Goal -
Make an exact copy of the listing below.

(Pointing and labeling entries)
■ ■ ■ ■ ■

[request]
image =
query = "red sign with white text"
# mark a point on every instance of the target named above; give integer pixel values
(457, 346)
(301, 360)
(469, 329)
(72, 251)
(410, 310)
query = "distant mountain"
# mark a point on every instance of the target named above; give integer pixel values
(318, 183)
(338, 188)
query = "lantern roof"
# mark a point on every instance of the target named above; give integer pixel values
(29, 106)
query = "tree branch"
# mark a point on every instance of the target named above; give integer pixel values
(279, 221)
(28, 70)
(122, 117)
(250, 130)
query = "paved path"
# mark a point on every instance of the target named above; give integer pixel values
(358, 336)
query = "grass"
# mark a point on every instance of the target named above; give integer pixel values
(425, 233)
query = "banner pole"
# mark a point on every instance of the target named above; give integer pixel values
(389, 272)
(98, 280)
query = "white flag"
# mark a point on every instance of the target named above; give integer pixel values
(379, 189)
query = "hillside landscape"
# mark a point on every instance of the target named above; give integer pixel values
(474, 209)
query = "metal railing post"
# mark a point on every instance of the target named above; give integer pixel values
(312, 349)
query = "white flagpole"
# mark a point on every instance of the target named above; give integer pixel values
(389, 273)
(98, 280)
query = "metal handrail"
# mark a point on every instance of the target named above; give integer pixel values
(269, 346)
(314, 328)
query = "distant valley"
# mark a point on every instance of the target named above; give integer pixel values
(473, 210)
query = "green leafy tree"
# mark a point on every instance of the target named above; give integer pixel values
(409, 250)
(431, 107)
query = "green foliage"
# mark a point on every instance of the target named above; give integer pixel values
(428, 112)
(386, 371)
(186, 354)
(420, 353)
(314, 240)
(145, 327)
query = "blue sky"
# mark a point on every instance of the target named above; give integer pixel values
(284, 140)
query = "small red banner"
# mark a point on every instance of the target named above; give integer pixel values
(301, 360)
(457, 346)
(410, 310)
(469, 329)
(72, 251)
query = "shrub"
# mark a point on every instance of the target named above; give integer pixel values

■ ■ ■ ■ ■

Answer for the task -
[request]
image =
query = "red sign with white text"
# mark a point on every instance of the target named above; give integer pixel values
(457, 346)
(301, 360)
(469, 329)
(72, 251)
(410, 310)
query = "distant mountain"
# mark a point on every instance of the target named above; give integer pixel values
(318, 183)
(338, 188)
query = "lantern roof"
# mark a point on every instance of the target named above; give integer pixel values
(29, 106)
query = "tree branch"
# mark a point on every instance of the target named above; give integer pixel values
(279, 221)
(28, 70)
(122, 117)
(250, 130)
query = "paved path"
# mark a point on every instance of the target named above; give integer pixel values
(358, 336)
query = "grass"
# mark a point on every instance of the target named above; give integer pixel values
(425, 233)
query = "banner pole"
# mark a point on every instance of the target named above; give integer pixel values
(389, 272)
(98, 280)
query = "white flag"
# mark a point on every instance of the target named above; give integer pixel values
(379, 189)
query = "hillside landscape"
# mark a point on every instance of the target named above; give integer pixel values
(474, 209)
query = "metal railing post"
# mark a point on every instance of the target named above; give integer pixel values
(312, 349)
query = "white flagpole"
# mark a point on every instance of the target named above; give integer pixel values
(389, 273)
(98, 280)
query = "metal handrail"
# mark a point on every instance of the target named above; give integer pixel values
(269, 346)
(314, 328)
query = "distant valley"
# mark a point on every instance of the target named above; give integer pixel values
(473, 210)
query = "green leafy tree"
# mark a point on every instance of the target named above; give integer pixel values
(409, 250)
(431, 107)
query = "green foliage"
# mark a point on every instance of the target named above; give integer pixel values
(428, 112)
(386, 371)
(186, 354)
(420, 353)
(314, 240)
(145, 327)
query = "blue sky"
# mark a point on every instance of the target named above; give integer pixel values
(284, 140)
query = "small red banner"
# mark a point on every instance of the target named above; give integer pixel values
(301, 360)
(457, 346)
(410, 310)
(469, 329)
(72, 251)
query = "shrub"
# mark a point on every instance of the target named above; give integer pixel values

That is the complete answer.